From 3b3060f001212d6170141913084049d05f3c46db Mon Sep 17 00:00:00 2001
From: jPorterDosch <jPorterDosch@icloud.com>
Date: Fri, 26 Jun 2026 16:37:30 -0400
Subject: [PATCH] Initial commit

---
 PySpotObserver/pyspotobserver/config.py       | 19 ++--
 .../pyspotobserver/vision_pipeline.py         | 89 ++++++++++++-------
 2 files changed, 71 insertions(+), 37 deletions(-)

diff --git a/PySpotObserver/pyspotobserver/config.py b/PySpotObserver/pyspotobserver/config.py
index cf137c6..6167515 100644
--- a/PySpotObserver/pyspotobserver/config.py
+++ b/PySpotObserver/pyspotobserver/config.py
@@ -5,7 +5,8 @@
 from dataclasses import dataclass, field
 from enum import IntFlag
 from pathlib import Path
-from typing import Any, Dict, List, Optional, Union
+from typing import Any
+
 import yaml
 
 
@@ -73,12 +74,16 @@ class SpotConfig:
     request_timeout_seconds: float = 10.0
     """Timeout for image requests"""
 
-    vision_model_path: Optional[str] = None
+    vision_model_path: str | None = None
     """Optional ONNX model path for run_pipeline=True"""
 
-    vision_providers: Optional[List[str]] = None
+    vision_providers: list[str] | None = None
     """Optional ONNX Runtime provider preference order"""
 
+    ema_beta: float | None = None
+    """Optional decay factor beta in (0, 1) for EMA smoothing over output depth maps.
+    EMA_t = beta * EMA_{t-1} + (1 - beta) * x_t. Higher beta retains more history."""

• JOB 1
Why does a higher ema_beta keep more history, according to the formula in the patch? Answer in one to three sentences.
• JOB 2
Which names did the typing import line removed in the patch bring in?
• JOB 3
Continue the SpotObserver config patch from the point where it ends.
The entries that come next have no connection to the patch.

• ENTRIES SHOWN
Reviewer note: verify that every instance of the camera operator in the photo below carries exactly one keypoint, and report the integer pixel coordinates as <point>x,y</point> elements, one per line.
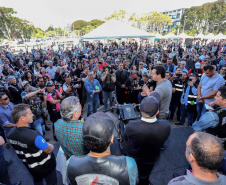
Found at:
<point>15,90</point>
<point>53,102</point>
<point>99,166</point>
<point>82,91</point>
<point>40,83</point>
<point>178,81</point>
<point>149,83</point>
<point>36,106</point>
<point>121,77</point>
<point>188,100</point>
<point>70,86</point>
<point>108,85</point>
<point>133,86</point>
<point>146,137</point>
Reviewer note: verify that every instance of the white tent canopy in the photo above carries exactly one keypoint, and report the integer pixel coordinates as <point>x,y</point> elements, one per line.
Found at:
<point>171,35</point>
<point>114,29</point>
<point>184,36</point>
<point>159,36</point>
<point>210,36</point>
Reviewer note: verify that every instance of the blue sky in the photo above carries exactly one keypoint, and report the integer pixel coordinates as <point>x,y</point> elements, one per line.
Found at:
<point>43,13</point>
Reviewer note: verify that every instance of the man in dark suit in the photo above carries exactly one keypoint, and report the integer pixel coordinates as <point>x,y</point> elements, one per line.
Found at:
<point>146,137</point>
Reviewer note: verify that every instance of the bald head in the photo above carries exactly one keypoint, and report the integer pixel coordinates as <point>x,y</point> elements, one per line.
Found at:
<point>207,150</point>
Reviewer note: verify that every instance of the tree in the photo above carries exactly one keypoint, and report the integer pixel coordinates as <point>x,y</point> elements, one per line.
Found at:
<point>96,22</point>
<point>38,33</point>
<point>5,13</point>
<point>173,30</point>
<point>50,28</point>
<point>210,17</point>
<point>78,25</point>
<point>120,15</point>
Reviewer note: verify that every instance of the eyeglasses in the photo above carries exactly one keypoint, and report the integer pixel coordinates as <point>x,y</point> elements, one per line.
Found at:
<point>5,98</point>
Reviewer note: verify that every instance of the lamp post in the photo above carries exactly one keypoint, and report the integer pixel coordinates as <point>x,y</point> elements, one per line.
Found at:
<point>184,22</point>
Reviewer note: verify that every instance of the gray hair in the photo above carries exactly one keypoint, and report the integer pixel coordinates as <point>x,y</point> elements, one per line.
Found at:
<point>184,62</point>
<point>68,107</point>
<point>18,111</point>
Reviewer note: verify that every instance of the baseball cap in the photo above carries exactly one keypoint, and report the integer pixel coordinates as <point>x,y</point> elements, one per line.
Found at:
<point>31,88</point>
<point>49,84</point>
<point>24,83</point>
<point>99,126</point>
<point>150,104</point>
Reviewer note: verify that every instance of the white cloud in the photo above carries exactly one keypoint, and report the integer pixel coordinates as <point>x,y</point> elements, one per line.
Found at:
<point>43,13</point>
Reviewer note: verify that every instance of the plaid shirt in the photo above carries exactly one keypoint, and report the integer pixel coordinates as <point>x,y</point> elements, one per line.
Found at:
<point>69,135</point>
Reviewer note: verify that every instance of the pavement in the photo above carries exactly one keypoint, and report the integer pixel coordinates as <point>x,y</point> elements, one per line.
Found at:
<point>172,158</point>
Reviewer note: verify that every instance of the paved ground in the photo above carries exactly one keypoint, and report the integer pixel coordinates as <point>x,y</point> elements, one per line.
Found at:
<point>172,158</point>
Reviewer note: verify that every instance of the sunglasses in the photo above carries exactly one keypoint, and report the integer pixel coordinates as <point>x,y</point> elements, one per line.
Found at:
<point>5,98</point>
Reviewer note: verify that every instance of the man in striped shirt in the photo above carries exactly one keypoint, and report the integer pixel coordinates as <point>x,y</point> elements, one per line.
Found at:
<point>35,153</point>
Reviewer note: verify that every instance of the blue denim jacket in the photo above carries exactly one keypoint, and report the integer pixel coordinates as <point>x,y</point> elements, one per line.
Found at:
<point>91,88</point>
<point>208,120</point>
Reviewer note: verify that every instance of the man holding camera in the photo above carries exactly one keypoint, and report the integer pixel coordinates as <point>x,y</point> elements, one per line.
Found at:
<point>53,102</point>
<point>169,66</point>
<point>108,85</point>
<point>133,87</point>
<point>70,86</point>
<point>36,106</point>
<point>121,77</point>
<point>93,89</point>
<point>178,81</point>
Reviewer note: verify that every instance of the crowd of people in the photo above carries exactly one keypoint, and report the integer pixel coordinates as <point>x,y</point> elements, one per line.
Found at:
<point>164,79</point>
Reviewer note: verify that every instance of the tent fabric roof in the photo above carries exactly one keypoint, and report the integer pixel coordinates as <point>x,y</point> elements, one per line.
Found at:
<point>200,36</point>
<point>210,36</point>
<point>113,29</point>
<point>171,35</point>
<point>183,35</point>
<point>220,36</point>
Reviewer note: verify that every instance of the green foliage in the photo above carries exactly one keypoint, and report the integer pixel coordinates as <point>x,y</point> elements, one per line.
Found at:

• EXERCISE RESULT 1
The patch defines the smoothing as EMA_t = beta * EMA_{t-1} + (1 - beta) * x_t. A larger beta gives more weight to the previous average and less to the newest depth map, so more of the past carries forward.

• EXERCISE RESULT 2
Any, Dict, List, Optional, Union

• EXERCISE RESULT 3
+
     # Advanced settings
     sdk_name: str = "PySpotObserver"
     """Name to identify this SDK client"""
@@ -89,7 +94,7 @@ class SpotConfig:
     connection_retry_delay_ms: int = 100
     """Delay between connection retry attempts (milliseconds)"""
 
-    extra_params: Dict[str, Any] = field(default_factory=dict)
+    extra_params: dict[str, Any] = field(default_factory=dict)
     """Additional user-defined parameters"""
 
     def __post_init__(self) -> None:
@@ -97,7 +102,7 @@ def __post_init__(self) -> None:
             raise ValueError("request_timeout_seconds must be positive")
 
     @classmethod
-    def from_yaml(cls, yaml_path: Union[Path, str]) -> "SpotConfig":
+    def from_yaml(cls, yaml_path: Path | str) -> "SpotConfig":
         """
         Load configuration from a YAML file.
 
@@ -115,7 +120,7 @@ def from_yaml(cls, yaml_path: Union[Path, str]) -> "SpotConfig":
         if not path.exists():
             raise FileNotFoundError(f"Config file not found: {path}")
 
-        with open(path, "r") as f:
+        with open(path) as f:
             data = yaml.safe_load(f)
 
         if data is None:
@@ -123,7 +128,7 @@ def from_yaml(cls, yaml_path: Union[Path, str]) -> "SpotConfig":
 
         return cls(**data)
 
-    def to_yaml(self, yaml_path: Union[Path, str]) -> None:
+    def to_yaml(self, yaml_path: Path | str) -> None:
         """
         Save configuration to a YAML file.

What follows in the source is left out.